=== Task to complete ===
Copy every one of the records below word for word, without the pictures.
— start of Record list —
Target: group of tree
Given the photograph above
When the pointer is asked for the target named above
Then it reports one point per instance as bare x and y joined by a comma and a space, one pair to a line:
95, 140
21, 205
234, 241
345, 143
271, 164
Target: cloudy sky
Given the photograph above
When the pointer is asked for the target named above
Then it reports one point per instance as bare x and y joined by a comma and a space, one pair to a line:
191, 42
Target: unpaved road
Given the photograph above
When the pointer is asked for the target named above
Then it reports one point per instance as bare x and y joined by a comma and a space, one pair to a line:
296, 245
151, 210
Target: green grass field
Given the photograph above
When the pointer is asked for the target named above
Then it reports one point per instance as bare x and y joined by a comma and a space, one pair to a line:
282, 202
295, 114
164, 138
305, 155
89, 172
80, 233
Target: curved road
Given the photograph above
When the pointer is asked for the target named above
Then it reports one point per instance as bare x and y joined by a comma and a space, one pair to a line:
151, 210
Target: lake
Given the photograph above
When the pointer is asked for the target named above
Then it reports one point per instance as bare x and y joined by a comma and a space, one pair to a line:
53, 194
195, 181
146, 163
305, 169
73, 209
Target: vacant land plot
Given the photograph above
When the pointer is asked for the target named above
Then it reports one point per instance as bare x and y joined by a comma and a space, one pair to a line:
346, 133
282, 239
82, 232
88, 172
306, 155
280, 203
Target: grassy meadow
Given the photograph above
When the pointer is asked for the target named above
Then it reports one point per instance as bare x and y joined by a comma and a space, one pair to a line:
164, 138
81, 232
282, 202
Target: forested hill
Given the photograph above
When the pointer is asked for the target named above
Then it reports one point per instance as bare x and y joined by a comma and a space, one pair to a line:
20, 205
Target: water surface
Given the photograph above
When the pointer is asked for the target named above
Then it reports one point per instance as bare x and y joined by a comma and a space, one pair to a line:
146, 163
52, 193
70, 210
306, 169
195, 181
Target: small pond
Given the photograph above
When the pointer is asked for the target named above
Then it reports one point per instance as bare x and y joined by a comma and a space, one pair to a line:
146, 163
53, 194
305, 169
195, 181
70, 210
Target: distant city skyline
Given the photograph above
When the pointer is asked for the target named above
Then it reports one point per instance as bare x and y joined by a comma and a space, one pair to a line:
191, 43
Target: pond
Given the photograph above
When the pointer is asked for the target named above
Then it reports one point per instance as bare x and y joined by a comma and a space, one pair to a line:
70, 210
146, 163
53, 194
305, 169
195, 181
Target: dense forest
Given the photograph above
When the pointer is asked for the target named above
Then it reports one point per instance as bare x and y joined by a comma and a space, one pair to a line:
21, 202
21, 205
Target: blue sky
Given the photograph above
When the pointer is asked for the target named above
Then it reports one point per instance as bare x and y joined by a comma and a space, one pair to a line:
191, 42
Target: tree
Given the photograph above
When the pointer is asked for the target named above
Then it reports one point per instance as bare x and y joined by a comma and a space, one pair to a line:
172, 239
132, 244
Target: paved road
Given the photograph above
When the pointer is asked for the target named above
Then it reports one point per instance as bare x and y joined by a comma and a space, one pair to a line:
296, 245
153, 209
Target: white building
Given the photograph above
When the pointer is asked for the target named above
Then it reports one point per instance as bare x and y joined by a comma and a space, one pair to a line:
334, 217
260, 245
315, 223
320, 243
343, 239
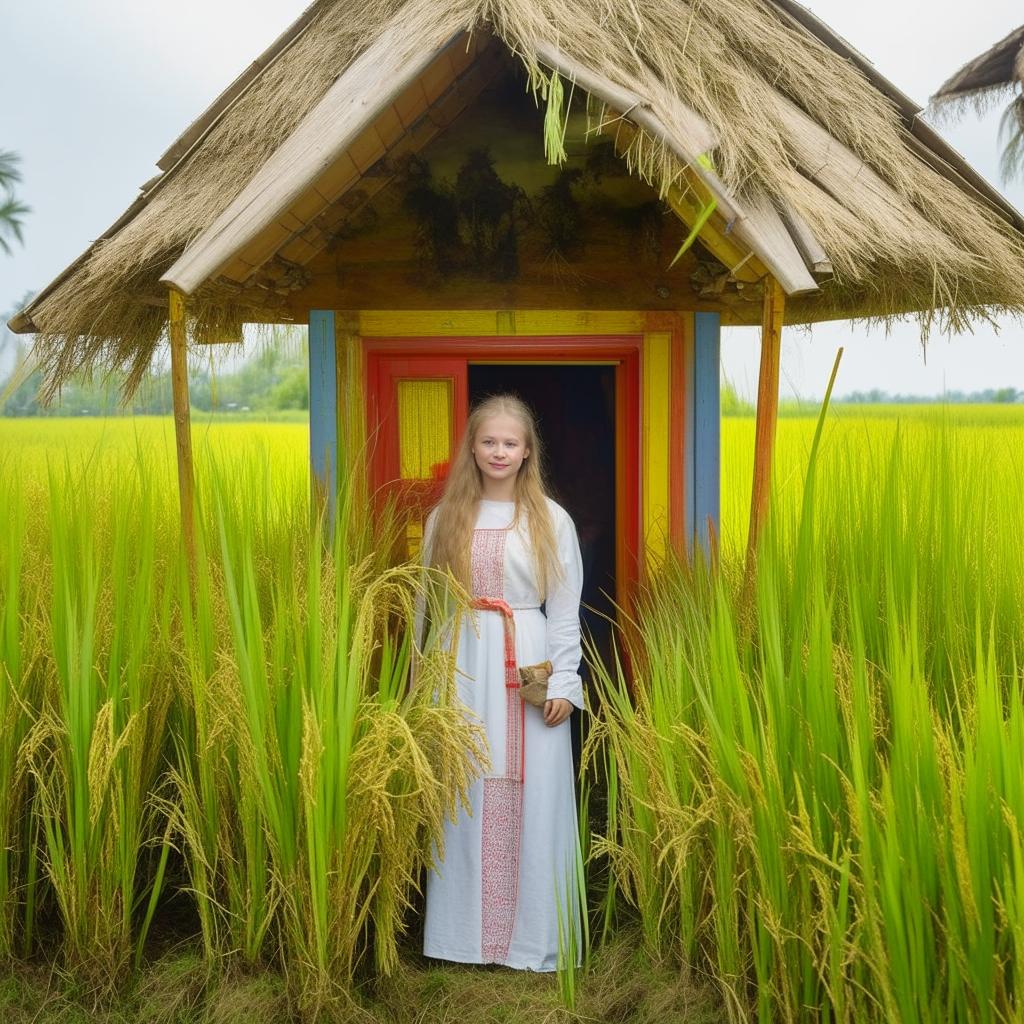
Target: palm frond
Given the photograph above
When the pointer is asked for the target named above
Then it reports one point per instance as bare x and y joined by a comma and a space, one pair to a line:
1012, 140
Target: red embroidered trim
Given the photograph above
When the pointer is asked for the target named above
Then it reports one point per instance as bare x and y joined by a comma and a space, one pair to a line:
502, 824
487, 563
500, 865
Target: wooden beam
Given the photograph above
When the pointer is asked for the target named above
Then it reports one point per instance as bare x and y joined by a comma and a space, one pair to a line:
706, 432
324, 415
771, 336
182, 420
756, 225
807, 242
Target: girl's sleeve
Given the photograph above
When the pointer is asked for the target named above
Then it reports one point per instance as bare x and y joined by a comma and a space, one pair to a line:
562, 609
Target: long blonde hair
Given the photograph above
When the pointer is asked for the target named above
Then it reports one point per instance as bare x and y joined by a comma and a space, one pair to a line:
460, 501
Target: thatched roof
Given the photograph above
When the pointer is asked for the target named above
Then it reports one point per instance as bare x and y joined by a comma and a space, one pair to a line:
992, 73
814, 158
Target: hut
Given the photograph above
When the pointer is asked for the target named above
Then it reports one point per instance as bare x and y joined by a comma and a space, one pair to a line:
995, 74
991, 74
565, 198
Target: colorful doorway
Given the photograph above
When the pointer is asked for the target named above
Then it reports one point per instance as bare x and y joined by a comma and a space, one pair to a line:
417, 406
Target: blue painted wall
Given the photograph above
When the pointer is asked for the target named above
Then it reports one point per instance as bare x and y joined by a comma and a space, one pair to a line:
324, 406
704, 416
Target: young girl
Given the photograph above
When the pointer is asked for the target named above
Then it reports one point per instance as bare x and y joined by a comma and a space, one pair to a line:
509, 867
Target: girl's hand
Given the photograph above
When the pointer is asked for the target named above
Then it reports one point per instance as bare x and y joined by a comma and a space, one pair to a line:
556, 711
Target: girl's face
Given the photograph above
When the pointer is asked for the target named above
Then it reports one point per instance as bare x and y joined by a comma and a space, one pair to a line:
500, 446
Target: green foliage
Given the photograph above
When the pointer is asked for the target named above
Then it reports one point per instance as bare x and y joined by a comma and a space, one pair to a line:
731, 403
273, 380
11, 209
812, 799
818, 796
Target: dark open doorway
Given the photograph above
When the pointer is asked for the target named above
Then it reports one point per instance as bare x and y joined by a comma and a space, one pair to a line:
576, 410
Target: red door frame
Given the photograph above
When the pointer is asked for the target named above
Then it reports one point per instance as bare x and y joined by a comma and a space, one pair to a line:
445, 355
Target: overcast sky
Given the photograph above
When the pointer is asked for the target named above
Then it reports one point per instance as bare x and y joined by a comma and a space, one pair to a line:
94, 90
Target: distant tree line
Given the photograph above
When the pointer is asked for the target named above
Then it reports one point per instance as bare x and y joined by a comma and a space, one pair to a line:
271, 381
989, 395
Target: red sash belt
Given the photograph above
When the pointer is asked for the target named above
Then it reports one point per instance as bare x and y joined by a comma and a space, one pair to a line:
515, 717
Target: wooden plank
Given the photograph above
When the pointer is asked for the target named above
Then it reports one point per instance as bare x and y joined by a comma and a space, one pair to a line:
389, 127
323, 411
687, 203
682, 328
411, 103
655, 423
483, 323
182, 421
814, 255
681, 128
833, 166
373, 81
707, 431
767, 236
738, 260
366, 150
436, 78
764, 443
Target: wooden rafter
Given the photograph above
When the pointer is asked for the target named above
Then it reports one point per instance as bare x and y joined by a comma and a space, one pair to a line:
182, 419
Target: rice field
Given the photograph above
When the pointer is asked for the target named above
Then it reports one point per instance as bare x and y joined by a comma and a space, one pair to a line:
216, 794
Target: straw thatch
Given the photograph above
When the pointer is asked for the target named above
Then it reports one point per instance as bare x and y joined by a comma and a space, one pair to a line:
988, 77
904, 223
984, 81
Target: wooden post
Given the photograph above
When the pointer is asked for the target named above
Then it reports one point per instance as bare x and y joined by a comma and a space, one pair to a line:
771, 336
182, 419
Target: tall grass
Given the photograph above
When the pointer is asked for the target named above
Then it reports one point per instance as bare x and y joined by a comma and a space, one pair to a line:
248, 728
814, 800
818, 807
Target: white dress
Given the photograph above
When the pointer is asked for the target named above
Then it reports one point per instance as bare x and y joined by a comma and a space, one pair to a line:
511, 864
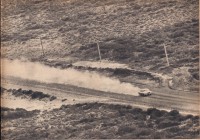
— end of Record list —
=== Written response ===
Target: group of tree
Given the photograph above
When the pointer is asked for the target named above
Then it reports one point per instance as bare x and y joined by a comma and a space, one pair to a line:
95, 140
21, 205
234, 241
345, 143
271, 164
Target: cloudy sky
Given the photograph above
When the pointer is asked for the target named above
Then it reports one point per instance as bare x and y joined by a comma and a space, one pair to a line:
191, 42
Target: unpaved road
Given the photograph above
When the pointer is asked for the target named above
Then it reports one point per instance as bare x and y joined by a comma and a space, one pair to a line:
296, 245
151, 210
Target: green grass field
Given the photograph above
When the pointer is asked for the target named above
Then it reports one point per instance as bare x and y joined by a comma and a space, one pair to a line:
282, 202
295, 114
164, 138
305, 155
89, 172
80, 233
Target: curved road
Given the photograph above
When the pointer is asked for the target named above
Then it reports one point per instance as bare x and y joined by a comma and a space, one pair to a line:
151, 210
Target: lake
Given the photograph above
When the pointer is asked for the target named above
Then it reports one point per instance as bare x and y joined by a comma and a space, one pair to a line:
53, 194
195, 181
146, 163
305, 169
73, 209
Target: vacant land plot
Given the photograph above
When the pointer is asked for the target named above
Then it reports one point per instance as bare x and y joined by a comma and a space, one pair to a line:
346, 133
282, 239
82, 232
88, 172
306, 155
280, 203
Target: grassy meadow
Given the photograph above
When the pointer is asked for the target named above
Then it reports one point per instance as bare x and y joined by a comma and a space, one pair to a line:
164, 138
81, 232
282, 202
Target: forested hill
Given the photograph above
When the pointer is asked for the target named above
Then it reports one point per instance as bare x and y joined by a comma and a space, one pair to a line:
20, 205
Target: water surface
Given the photograph above
When the pointer is asked for the target named above
Then it reports one point per instance as bare x and y joined by a comma and a space, one pair to a line:
146, 163
52, 193
70, 210
306, 169
195, 181
Target: small pond
Given the photograph above
When the pointer is asked for the target named above
Then it reports one point per instance as bare x and y joined by a comma and a space, one pair to a line:
146, 163
53, 194
305, 169
195, 181
70, 210
Target: distant city skyline
Given the photograph above
When the pointer is asked for the target named above
Then it reports one point per instance as bare x and y joined by a comma and a space, one pair to a line:
191, 43
Target: pond
Given the photograph above
When the pointer is asked for the target named above
Then it reports one point per instance as bare x and y joined by a comma and a space, one pair to a line:
70, 210
146, 163
53, 194
305, 169
195, 181
Target: dense forest
Given the photograph above
When the pointer is asked for the target named above
Then it reports one point per instance as bare x and y joined by a comma and a space, one pair to a line:
21, 202
21, 205
Target: blue sky
Given the photograph above
When the pointer is asked for the target named above
Then it reports one point per instance as bare x and y joined by a comma and a space, one pair to a line:
191, 42
Target: tree
Given the photograph above
When the pointer is asked for the target named above
Then it reports one point per instance as bare x and y joined by a comma and a space, one pair to a line:
172, 239
132, 244
Target: paved road
Given the photograph above
When the pointer is asked for the target named above
Then it reports one point per instance as bare x and y joined by a comma and a space, one pair to a line:
296, 245
153, 209
Target: white building
Given the photograph above
When the pointer is asked for the target named above
Then it reports one point per instance as bare x and y joined by a comma and a space, one pair to a line:
334, 217
260, 245
315, 223
320, 243
343, 239
Target: palm frond
Given the photograph above
When the pointer is asked for the target named above
Then it reports one point per instance as bare x and y joined by a comma and a space, one pair to a line:
1012, 140
Target: red embroidered trim
Given the photograph above
When the pointer is asked for the target named above
Then it reports one point per instance as bare x and y joined by a comma and a space, one pair to a line:
502, 824
487, 563
500, 865
Target: wooden beam
Given the photograph above
When the pointer is asked for the target named above
Then it reports one point per instance as bare x and y joined by a comma and a space, one pair to a line:
706, 432
324, 415
771, 336
182, 420
756, 225
807, 242
Target: girl's sleeve
Given the photograph above
When the pointer is asked for the target named above
Then it reports one point per instance as bare x and y joined by a comma and a space, one pair to a line:
562, 609
Target: long blonde hair
Given the photograph above
When the pointer is asked for the target named above
Then it reports one point per instance as bare x and y joined by a comma and a space, one pair to a line:
460, 501
Target: thatched roof
Given the photograph above
When the pointer is asked for the target named above
Then it reports one point per instance as bare x and y joined by a comma and a space, one pair to a line:
992, 73
814, 158
Target: hut
Given the photograph above
When the pointer is asked for the target named above
Then it reports one point per instance as bare x and y joined by a comma and a space, one pair to a line:
995, 74
991, 74
565, 198
Target: colorful doorway
Given the photograph above
When the pointer is asked for the target named above
Then it reports one point per instance as bare x and y joined by a comma and a space, one pair to a line:
417, 406
Target: blue painted wall
Given the photograph above
When the pointer is asked for the target named above
Then it reports one point per instance as bare x and y joined by a comma and a space, one pair to a line:
324, 406
704, 416
Target: young girl
Given the photograph above
When the pointer is asked for the target named above
Then it reports one point per instance as bare x and y joined by a comma and a space, one pair to a line:
509, 867
Target: girl's hand
Given the photograph above
When the pointer is asked for the target named above
Then it reports one point per instance as bare x and y joined by a comma and a space, one pair to a line:
556, 711
Target: girl's face
Given the photograph above
When the pointer is asked for the target named above
Then it reports one point per instance as bare x and y joined by a comma and a space, one pair to a line:
500, 446
Target: green foliage
Given the photograph above
When the pointer is asked for the target named above
Then it reports one point per instance as bare x and y joined by a comma and a space, one pair to a line:
731, 403
273, 380
11, 209
812, 799
818, 796
Target: dark open doorway
Given the photograph above
When the pointer is asked for the target named above
Then it reports one point per instance as bare x and y joined by a comma and a space, one pair to a line:
576, 410
Target: red door frame
Given the photograph above
When the pointer is asked for the target named above
Then it reports one point per instance as bare x and y joined by a comma and a space, one pair to a line:
445, 355
Target: overcast sky
Given the photograph above
When the pointer is asked for the target named above
Then it reports one point per instance as bare x and y joined by a comma and a space, one pair to a line:
94, 90
Target: distant tree line
Given the photograph above
When the pointer is asked for the target named above
Then it reports one point per instance as bare x and y joined by a comma and a space, one pair to a line:
271, 381
989, 395
Target: red sash belt
Given the photograph above
When the pointer is asked for the target named above
Then it reports one point per instance as bare x and y joined by a comma and a space, one pair to a line:
515, 717
Target: wooden plank
Given the photograph above
When the pointer is asked for the target named above
Then it reports one point per instance as bare x and y joined by a comma and a space, one pair to a line:
389, 127
323, 411
687, 203
682, 328
411, 103
655, 423
483, 323
182, 421
814, 255
681, 128
833, 166
373, 81
707, 431
767, 236
738, 260
366, 150
436, 78
764, 443
Target: wooden rafter
Given the photograph above
When the pointer is asked for the target named above
Then it reports one point per instance as bare x and y joined by a comma and a space, one pair to a line:
182, 419
Target: rice field
Given the photograph above
When the pointer is asked for the target named above
Then it reports one point per instance as bare x and y joined by a comma and a space, one pair to a line:
216, 794
Target: straw thatch
Given the photograph above
When the pointer is asked for the target named above
Then it reports one point per instance as bare x and y joined by a comma and a space, one pair to a line:
988, 77
904, 223
984, 81
Target: wooden post
Given the photograph above
When the pointer is asked for the target named above
Then it reports one point per instance as bare x and y joined by a comma and a space, one pair to a line:
771, 336
182, 419
Target: tall grass
Given the photograph above
When the pointer is asked for the target named above
Then it reports one point per instance as bare x and y joined by a comma and a space, one pair to a line:
248, 728
814, 800
818, 807
Target: white dress
Given the photograph above
When the pointer is asked for the target named above
Then it reports one point per instance as bare x and y joined by a comma and a space, one pair to a line:
511, 864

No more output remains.